EXERCÍCIO PROPOSTO A
Responda com base no trecho sobre as ferrovias:
(i) A que lugares o poderio mercantil estava restrito principalmente?
(ii) Que país é dado como exemplo de mudança na configuração territorial?
(iii) Em que período esse país conseguiu se integrar?

::::::::

Os sistemas de transporte evoluíram consideravelmente após o surgimento das ferrovias e, na mesma direção, foram a organização de empresas e países. As escalas de planejamento mudaram, possibilitando a unificação das ações e a especialização e diferenciação das regiões. A valorização e desvalorização dos espaços é marcante nesse período de evolução das ferrovias e as dinâmicas das regiões, dos países e da sociedade se transformaram. O poderio mercantil, que estava restrito principalmente aos portos, avança agora sobre o interior dos territórios com grande velocidade.

O surgimento das ferrovias contribuiu, também, para a organização das relações comerciais e sociais entre regiões, países e continentes. Modificaram, também, a configuração territorial de muitos países, como foi o caso dos Estados Unidos da América que, na segunda metade do século XIX, conseguiram integrar o país e transformar a atuação das empresas de regional para nacional e depois para internacional (CHANDLER, 1998).

::::::::

EXERCÍCIO PROPOSTO B
Reescreva as linhas dos dados que vão de "the construction crane" até "<point>166,172</point>", incluindo as duas pontas. Troque "crane boom" por "crane arm" e deixe todo o resto igual.

DADOS DO EXERCÍCIO
::::::::

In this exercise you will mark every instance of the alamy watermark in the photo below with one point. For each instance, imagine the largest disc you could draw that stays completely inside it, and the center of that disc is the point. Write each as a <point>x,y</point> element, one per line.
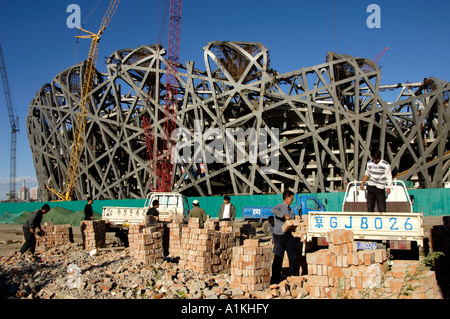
<point>74,19</point>
<point>374,19</point>
<point>233,145</point>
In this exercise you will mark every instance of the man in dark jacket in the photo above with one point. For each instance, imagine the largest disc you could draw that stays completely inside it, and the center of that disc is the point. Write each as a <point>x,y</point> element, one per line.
<point>227,210</point>
<point>30,227</point>
<point>153,211</point>
<point>88,211</point>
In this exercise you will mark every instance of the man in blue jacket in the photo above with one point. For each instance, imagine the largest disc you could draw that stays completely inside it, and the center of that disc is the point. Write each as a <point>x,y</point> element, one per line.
<point>31,227</point>
<point>283,242</point>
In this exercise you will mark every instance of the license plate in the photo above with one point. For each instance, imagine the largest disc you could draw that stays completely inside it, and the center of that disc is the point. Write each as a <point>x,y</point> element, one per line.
<point>366,245</point>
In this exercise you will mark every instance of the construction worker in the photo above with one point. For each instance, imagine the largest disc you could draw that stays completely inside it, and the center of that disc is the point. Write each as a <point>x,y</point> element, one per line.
<point>377,174</point>
<point>88,211</point>
<point>153,211</point>
<point>227,210</point>
<point>198,212</point>
<point>283,242</point>
<point>30,229</point>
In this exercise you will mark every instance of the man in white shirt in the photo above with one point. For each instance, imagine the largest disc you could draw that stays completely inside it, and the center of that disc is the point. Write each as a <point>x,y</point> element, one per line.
<point>227,210</point>
<point>377,175</point>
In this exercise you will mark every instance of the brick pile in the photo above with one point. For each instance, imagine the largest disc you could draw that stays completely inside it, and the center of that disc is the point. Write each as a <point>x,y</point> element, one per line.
<point>341,271</point>
<point>224,241</point>
<point>251,266</point>
<point>440,242</point>
<point>55,235</point>
<point>93,234</point>
<point>172,236</point>
<point>247,231</point>
<point>196,247</point>
<point>207,249</point>
<point>145,242</point>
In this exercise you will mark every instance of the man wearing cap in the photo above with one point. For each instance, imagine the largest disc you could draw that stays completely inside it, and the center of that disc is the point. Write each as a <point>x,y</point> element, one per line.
<point>227,210</point>
<point>198,212</point>
<point>30,227</point>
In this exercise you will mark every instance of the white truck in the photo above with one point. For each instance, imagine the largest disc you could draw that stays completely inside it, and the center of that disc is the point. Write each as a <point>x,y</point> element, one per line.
<point>170,204</point>
<point>398,227</point>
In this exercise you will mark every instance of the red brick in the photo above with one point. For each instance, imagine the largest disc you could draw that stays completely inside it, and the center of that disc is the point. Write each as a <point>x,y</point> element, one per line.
<point>318,281</point>
<point>340,236</point>
<point>251,242</point>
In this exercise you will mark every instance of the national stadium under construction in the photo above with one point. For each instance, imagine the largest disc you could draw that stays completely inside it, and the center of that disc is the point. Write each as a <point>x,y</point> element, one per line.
<point>320,124</point>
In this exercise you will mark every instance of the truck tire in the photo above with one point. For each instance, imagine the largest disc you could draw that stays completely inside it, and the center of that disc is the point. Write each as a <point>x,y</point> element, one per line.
<point>266,227</point>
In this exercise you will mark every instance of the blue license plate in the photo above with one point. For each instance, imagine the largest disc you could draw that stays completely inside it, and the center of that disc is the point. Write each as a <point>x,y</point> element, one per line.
<point>366,245</point>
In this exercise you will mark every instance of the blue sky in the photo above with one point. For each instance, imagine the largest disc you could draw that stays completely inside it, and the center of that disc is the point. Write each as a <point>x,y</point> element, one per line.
<point>37,43</point>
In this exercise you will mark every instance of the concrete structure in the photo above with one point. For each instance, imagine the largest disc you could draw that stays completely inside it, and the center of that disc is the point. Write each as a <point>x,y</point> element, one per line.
<point>244,128</point>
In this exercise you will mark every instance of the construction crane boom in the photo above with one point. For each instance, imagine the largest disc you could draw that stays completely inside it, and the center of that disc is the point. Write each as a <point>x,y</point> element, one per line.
<point>14,121</point>
<point>81,120</point>
<point>160,154</point>
<point>166,172</point>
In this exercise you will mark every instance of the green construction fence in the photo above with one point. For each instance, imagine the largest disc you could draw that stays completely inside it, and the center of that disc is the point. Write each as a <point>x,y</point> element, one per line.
<point>432,202</point>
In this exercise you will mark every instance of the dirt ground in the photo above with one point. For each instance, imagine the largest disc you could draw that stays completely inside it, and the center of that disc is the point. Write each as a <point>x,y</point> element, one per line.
<point>11,236</point>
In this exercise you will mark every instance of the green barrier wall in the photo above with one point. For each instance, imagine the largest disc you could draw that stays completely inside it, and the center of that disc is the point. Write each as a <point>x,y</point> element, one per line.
<point>432,202</point>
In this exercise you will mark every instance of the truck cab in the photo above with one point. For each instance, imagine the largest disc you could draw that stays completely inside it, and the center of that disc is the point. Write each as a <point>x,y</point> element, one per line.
<point>397,228</point>
<point>170,205</point>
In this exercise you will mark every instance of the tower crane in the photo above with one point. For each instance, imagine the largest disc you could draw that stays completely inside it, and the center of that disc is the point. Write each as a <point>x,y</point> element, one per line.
<point>14,121</point>
<point>375,60</point>
<point>161,158</point>
<point>80,125</point>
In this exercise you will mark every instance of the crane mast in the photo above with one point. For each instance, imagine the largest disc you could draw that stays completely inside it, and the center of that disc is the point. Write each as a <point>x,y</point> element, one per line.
<point>81,120</point>
<point>161,160</point>
<point>14,121</point>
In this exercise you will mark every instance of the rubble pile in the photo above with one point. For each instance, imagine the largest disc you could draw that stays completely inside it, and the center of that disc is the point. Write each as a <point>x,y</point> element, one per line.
<point>341,271</point>
<point>112,273</point>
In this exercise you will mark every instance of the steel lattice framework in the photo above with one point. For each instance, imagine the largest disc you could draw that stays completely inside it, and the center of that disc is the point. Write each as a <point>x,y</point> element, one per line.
<point>326,119</point>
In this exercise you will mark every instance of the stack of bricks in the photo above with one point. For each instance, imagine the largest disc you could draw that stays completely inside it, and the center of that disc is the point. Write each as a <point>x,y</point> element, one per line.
<point>208,249</point>
<point>55,235</point>
<point>224,241</point>
<point>247,231</point>
<point>93,234</point>
<point>172,236</point>
<point>343,271</point>
<point>196,247</point>
<point>440,242</point>
<point>251,266</point>
<point>145,242</point>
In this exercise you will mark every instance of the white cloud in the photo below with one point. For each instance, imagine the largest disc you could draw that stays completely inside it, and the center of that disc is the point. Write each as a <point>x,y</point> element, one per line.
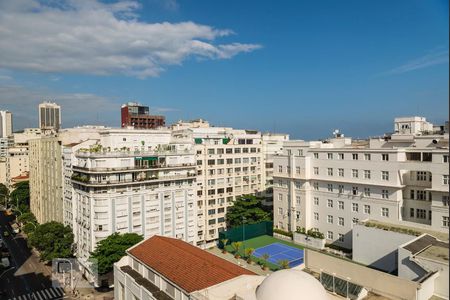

::::::::

RESOLUÇÃO DA TAREFA A
(i) Aos portos.
(ii) Os Estados Unidos da América.
(iii) Na segunda metade do século XIX.

RESOLUÇÃO DA TAREFA B
In this exercise you will mark every instance of the construction crane arm in the photo above with one point. For each instance, imagine the largest disc you could draw that stays completely inside it, and the center of that disc is the point. Write each as a <point>x,y</point> element, one per line.
<point>14,121</point>
<point>81,120</point>
<point>160,154</point>
<point>166,172</point>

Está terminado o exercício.